• Data provided
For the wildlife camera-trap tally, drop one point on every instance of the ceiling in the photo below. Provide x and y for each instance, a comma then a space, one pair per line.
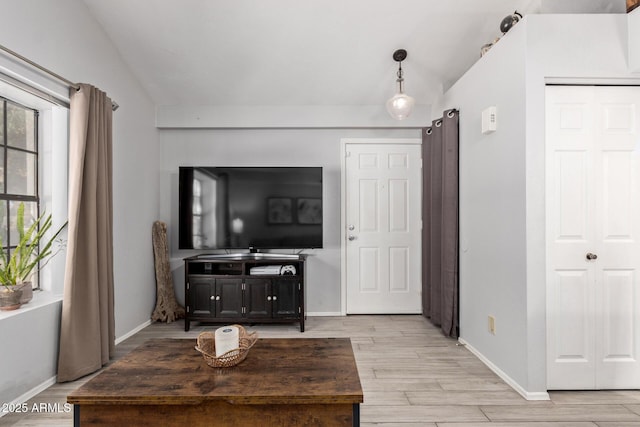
299, 52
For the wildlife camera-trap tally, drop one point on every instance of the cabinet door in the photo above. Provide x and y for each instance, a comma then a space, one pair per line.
202, 296
286, 297
258, 298
229, 298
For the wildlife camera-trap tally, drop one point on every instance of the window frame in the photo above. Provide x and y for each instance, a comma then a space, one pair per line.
10, 198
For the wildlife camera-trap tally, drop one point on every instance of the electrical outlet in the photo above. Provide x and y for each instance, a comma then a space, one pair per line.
492, 325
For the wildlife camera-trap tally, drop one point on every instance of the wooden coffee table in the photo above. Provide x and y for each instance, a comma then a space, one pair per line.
295, 381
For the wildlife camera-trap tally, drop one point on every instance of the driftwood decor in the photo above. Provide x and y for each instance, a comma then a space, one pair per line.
167, 308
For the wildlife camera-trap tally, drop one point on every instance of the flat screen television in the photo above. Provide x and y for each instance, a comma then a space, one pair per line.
250, 207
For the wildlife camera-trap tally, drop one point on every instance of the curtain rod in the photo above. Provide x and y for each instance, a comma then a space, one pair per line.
114, 105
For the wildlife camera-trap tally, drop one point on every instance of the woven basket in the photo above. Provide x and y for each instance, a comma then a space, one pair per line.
207, 346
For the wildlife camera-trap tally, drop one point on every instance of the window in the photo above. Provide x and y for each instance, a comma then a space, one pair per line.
18, 169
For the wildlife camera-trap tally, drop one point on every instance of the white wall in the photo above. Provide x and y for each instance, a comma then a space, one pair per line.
502, 223
634, 40
269, 147
63, 37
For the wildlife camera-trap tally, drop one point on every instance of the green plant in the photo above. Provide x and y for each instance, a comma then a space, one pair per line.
27, 254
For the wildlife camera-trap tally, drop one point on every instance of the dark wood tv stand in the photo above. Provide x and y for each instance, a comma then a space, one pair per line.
222, 288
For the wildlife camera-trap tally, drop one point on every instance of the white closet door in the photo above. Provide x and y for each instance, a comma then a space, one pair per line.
383, 238
593, 237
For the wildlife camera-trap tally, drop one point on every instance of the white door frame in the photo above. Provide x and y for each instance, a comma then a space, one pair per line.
343, 203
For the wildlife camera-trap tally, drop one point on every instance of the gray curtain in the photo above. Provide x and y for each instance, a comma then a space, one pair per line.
87, 335
440, 223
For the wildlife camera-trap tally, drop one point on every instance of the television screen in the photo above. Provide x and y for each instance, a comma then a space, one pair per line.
250, 207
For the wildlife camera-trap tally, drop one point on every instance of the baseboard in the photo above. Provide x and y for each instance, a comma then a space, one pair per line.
324, 314
506, 378
133, 332
29, 394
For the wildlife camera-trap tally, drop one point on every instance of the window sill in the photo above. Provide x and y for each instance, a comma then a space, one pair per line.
40, 299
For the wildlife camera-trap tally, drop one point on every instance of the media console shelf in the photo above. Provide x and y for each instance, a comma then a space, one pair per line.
244, 288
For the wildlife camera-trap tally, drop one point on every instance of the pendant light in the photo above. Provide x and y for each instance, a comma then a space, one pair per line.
399, 105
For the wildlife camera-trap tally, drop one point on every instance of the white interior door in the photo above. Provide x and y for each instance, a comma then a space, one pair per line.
593, 237
383, 185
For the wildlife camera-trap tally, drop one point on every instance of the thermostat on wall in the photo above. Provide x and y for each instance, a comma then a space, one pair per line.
489, 120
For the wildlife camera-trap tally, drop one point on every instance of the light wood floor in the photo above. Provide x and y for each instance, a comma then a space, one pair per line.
411, 376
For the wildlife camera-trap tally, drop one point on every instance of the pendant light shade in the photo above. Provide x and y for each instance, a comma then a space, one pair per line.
400, 105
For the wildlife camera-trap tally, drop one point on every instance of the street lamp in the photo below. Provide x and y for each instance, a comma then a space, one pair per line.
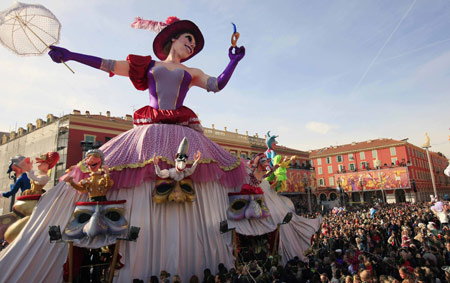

• What is required
Pictures are to be left out; repeat all the remaining data exactly.

• Solution
For the wildlife camera-trap tally, drop one point on every instance of the ceiling in the photo below. Provide x and y for each instance, a comma then a space, one pair per line.
299, 52
For the wildlife camera-trap tally, drop one point on every instance of the cabinet door in the photo above. Provide x and y for each instance, a comma then a space, one pair per line.
202, 296
286, 297
258, 298
229, 298
For the wildlife camera-trap tally, drop one point on every instance of the window frame in the photo above. Provide x and y for each instance, a comma then a space, one pair per line.
10, 198
For the wildlife camera-trap tally, drop one point on every instance of the electrical outlet in the photo above. Provide x and y for each instance, a comma then a space, one pair per line.
492, 325
For the wildlife camera-trap tally, drop one point on every instance of the wooden coffee table in the photo above. Provide x and y for each instance, a comma then a space, one pair per line.
295, 381
For the wildlife camera-trap tally, drop one point on every instance of the driftwood decor in the photo above. Provide x and y for each instance, a comma then a space, one pair per line.
167, 308
For the wildlife camera-trap tally, drop one point on every instance of the flat screen television in the photo above. Provide x and y for each instance, a comma then a space, one pair per line.
250, 207
For the wildlife camera-trap tally, drop one point on every instance of the curtain rod in the photo above. Provide x and y for each instance, a comma then a space, one pair per line.
114, 105
For the wildlife camera-trap tally, drop one point on every instance of the woven basket in the photo above. Provide x and y for each instance, a comma then a space, one pair per line.
207, 346
For the wildlife camera-trap tally, drop one point on every instance of the window in the photo above. Provide x and y for each instance, a comma then a space, one pair per line.
18, 169
For the wildlife camera-trap tally, drop one point on every instance of the white wall in the photo above. Provide x and y for each instance, a comma then a space, one pair per line.
502, 223
634, 40
269, 147
63, 37
For the wildlife camera-trap tally, drop one point on every instance of the green plant in the photo above. Provide x and y for each instance, a comma then a space, one pair per line.
27, 254
For the wildlife camera-trap tally, drop one point on every instance of the dark wood tv stand in the photo above. Provide x and y for each instance, a comma then a space, one pair per line.
222, 288
For the wildlife camera-trap tally, drop one point on every instance of the white closet door in the photo above. Provide x and y for each instance, a comma then a space, one pair per line.
383, 238
593, 237
For the wildlife camera-trap tally, drop one point on every instance of the white door frame in the photo above. Provide x and y for each instance, a comma then a space, one pair per line.
343, 203
For the wildlife camera-trap tally, drop one point on every instance of the gray curtain in the photo above. Provide x and y for each instance, a comma then a space, one pair per line.
87, 335
440, 223
For the wildlife camera-trap tally, drop one point on every instance of the television screen in the photo above. Provide x and y for each instance, a comma then a space, one pair per line.
250, 207
For the wildlife camera-trap tally, drop one point on every instance of the baseboard in the photo above. Provide x and y for each instance, a comma then a space, one pair per line.
324, 314
506, 378
133, 332
29, 394
For the wildlife camera-trap tally, drop one point on every instance of the window sill in the photo above. Provide x and y for each instance, a comma then a space, one pair per line.
40, 299
For the wildlife camera-trap tally, drop one point on every instance of the media console shelf in the photo above. Provide x and y for each instance, a comma then a space, one pair per line.
244, 288
For the wildlife camera-trap tally, drop one point on every instance of the pendant light in the photo above. Provide x and y for each instance, a comma then a space, one pair per line.
399, 105
For the wildlife camera-trap tally, drop one point on every instance of the white interior door in the photo above. Provide x and y for each instance, a comma then a space, one pair per line.
593, 237
383, 185
For the wildlife camera-trap tally, drop one point on every instance of the thermostat on wall in the photo above. Provide x and y for each instance, a comma then a space, one pair per line.
489, 120
For the wildlife camera-trap tally, drop one point on every instance of the light wood floor in the photo above. Provide x and y for each instance, a comma then a space, one pair per line.
411, 376
For the wildlife camera-trap tally, drop one point on every instance of the pendant light shade in the photo above. Provide x and y for each instance, a comma then a space, one pair per line.
400, 105
For the wildlife camera-trap tally, drop one point on every instance of the street lamp in the photo below. Provide x and y for each instance, a comma then a space, one pair per line.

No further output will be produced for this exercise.